Reproduce each line below precisely. Drop the pictures.

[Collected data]
————————

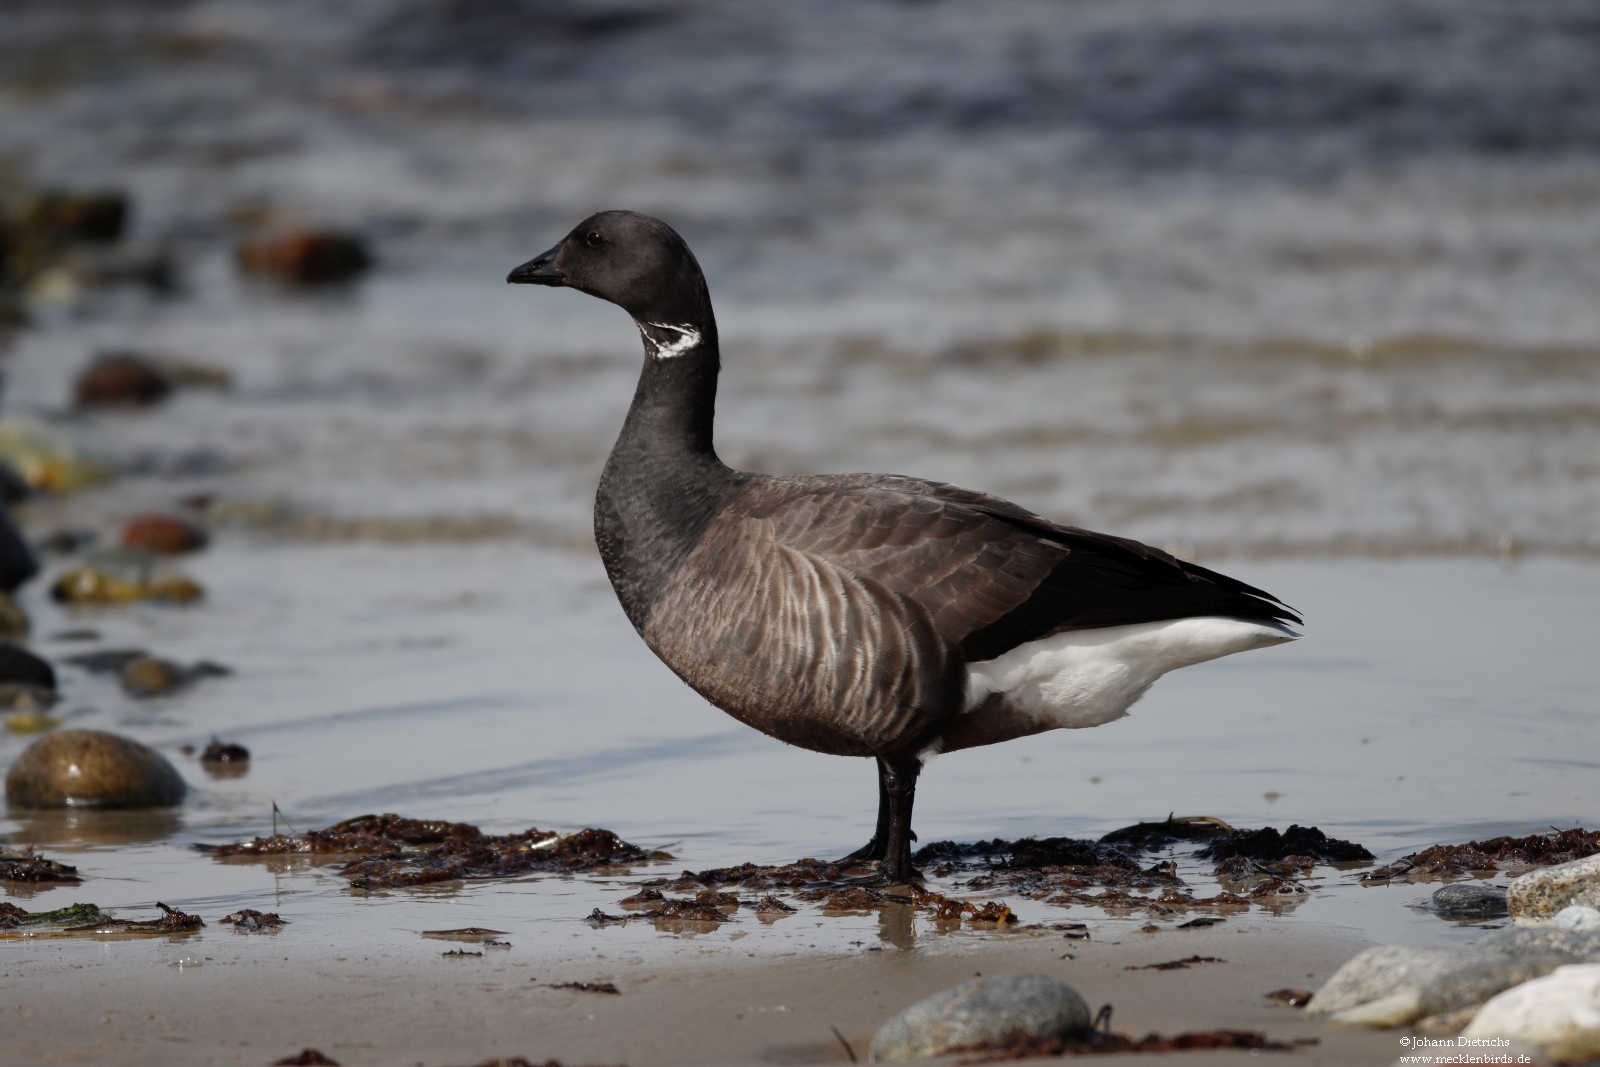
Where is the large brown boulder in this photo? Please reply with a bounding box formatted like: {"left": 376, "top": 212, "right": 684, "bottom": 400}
{"left": 6, "top": 729, "right": 186, "bottom": 808}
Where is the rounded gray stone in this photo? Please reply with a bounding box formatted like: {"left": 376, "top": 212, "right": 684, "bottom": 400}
{"left": 1477, "top": 925, "right": 1600, "bottom": 962}
{"left": 1430, "top": 882, "right": 1508, "bottom": 917}
{"left": 1305, "top": 945, "right": 1467, "bottom": 1021}
{"left": 869, "top": 974, "right": 1090, "bottom": 1062}
{"left": 1507, "top": 855, "right": 1600, "bottom": 919}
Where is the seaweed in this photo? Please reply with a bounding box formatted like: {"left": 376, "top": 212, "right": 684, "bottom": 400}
{"left": 199, "top": 812, "right": 483, "bottom": 857}
{"left": 681, "top": 856, "right": 881, "bottom": 892}
{"left": 635, "top": 897, "right": 730, "bottom": 922}
{"left": 1098, "top": 816, "right": 1236, "bottom": 851}
{"left": 912, "top": 836, "right": 1178, "bottom": 901}
{"left": 908, "top": 885, "right": 1017, "bottom": 924}
{"left": 65, "top": 901, "right": 203, "bottom": 932}
{"left": 958, "top": 1028, "right": 1292, "bottom": 1061}
{"left": 1362, "top": 827, "right": 1600, "bottom": 882}
{"left": 751, "top": 895, "right": 795, "bottom": 914}
{"left": 547, "top": 981, "right": 620, "bottom": 994}
{"left": 222, "top": 909, "right": 286, "bottom": 929}
{"left": 2, "top": 902, "right": 110, "bottom": 928}
{"left": 1195, "top": 824, "right": 1372, "bottom": 865}
{"left": 1125, "top": 954, "right": 1226, "bottom": 971}
{"left": 201, "top": 812, "right": 653, "bottom": 887}
{"left": 915, "top": 836, "right": 1141, "bottom": 872}
{"left": 1213, "top": 854, "right": 1315, "bottom": 883}
{"left": 344, "top": 827, "right": 650, "bottom": 889}
{"left": 0, "top": 847, "right": 81, "bottom": 884}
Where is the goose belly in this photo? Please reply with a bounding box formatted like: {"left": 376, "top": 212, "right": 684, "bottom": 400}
{"left": 941, "top": 617, "right": 1297, "bottom": 752}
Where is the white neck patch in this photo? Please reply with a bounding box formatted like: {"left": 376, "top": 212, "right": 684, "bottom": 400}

————————

# ANSWER BOX:
Where is the large brown boulder in this photo? Please reply with a bounding box formatted like: {"left": 376, "top": 212, "right": 684, "bottom": 400}
{"left": 6, "top": 729, "right": 186, "bottom": 808}
Where is the rounded gray stone in this photo? Please reply with a bounding box formatted like: {"left": 376, "top": 212, "right": 684, "bottom": 400}
{"left": 1477, "top": 925, "right": 1600, "bottom": 962}
{"left": 1430, "top": 882, "right": 1508, "bottom": 917}
{"left": 1305, "top": 945, "right": 1467, "bottom": 1021}
{"left": 869, "top": 974, "right": 1090, "bottom": 1062}
{"left": 1507, "top": 855, "right": 1600, "bottom": 919}
Where is the seaweed in this photo? Please reply with a bounding box formatted like: {"left": 376, "top": 212, "right": 684, "bottom": 400}
{"left": 199, "top": 812, "right": 483, "bottom": 857}
{"left": 681, "top": 856, "right": 881, "bottom": 892}
{"left": 635, "top": 897, "right": 730, "bottom": 922}
{"left": 1098, "top": 816, "right": 1236, "bottom": 851}
{"left": 912, "top": 836, "right": 1178, "bottom": 901}
{"left": 908, "top": 885, "right": 1017, "bottom": 924}
{"left": 65, "top": 901, "right": 203, "bottom": 932}
{"left": 958, "top": 1028, "right": 1292, "bottom": 1061}
{"left": 1362, "top": 827, "right": 1600, "bottom": 882}
{"left": 751, "top": 895, "right": 795, "bottom": 914}
{"left": 547, "top": 981, "right": 620, "bottom": 994}
{"left": 222, "top": 909, "right": 286, "bottom": 929}
{"left": 2, "top": 902, "right": 110, "bottom": 928}
{"left": 1195, "top": 824, "right": 1372, "bottom": 865}
{"left": 1125, "top": 954, "right": 1226, "bottom": 971}
{"left": 201, "top": 812, "right": 653, "bottom": 887}
{"left": 915, "top": 836, "right": 1141, "bottom": 872}
{"left": 1213, "top": 854, "right": 1315, "bottom": 883}
{"left": 344, "top": 827, "right": 650, "bottom": 889}
{"left": 0, "top": 847, "right": 81, "bottom": 884}
Where is the goose belly in this photo? Please reply with a bounding box formatted like: {"left": 376, "top": 212, "right": 684, "bottom": 400}
{"left": 941, "top": 617, "right": 1297, "bottom": 752}
Where is the white neck patch in this photo? Please reply with a bounding box formatted like: {"left": 376, "top": 212, "right": 684, "bottom": 400}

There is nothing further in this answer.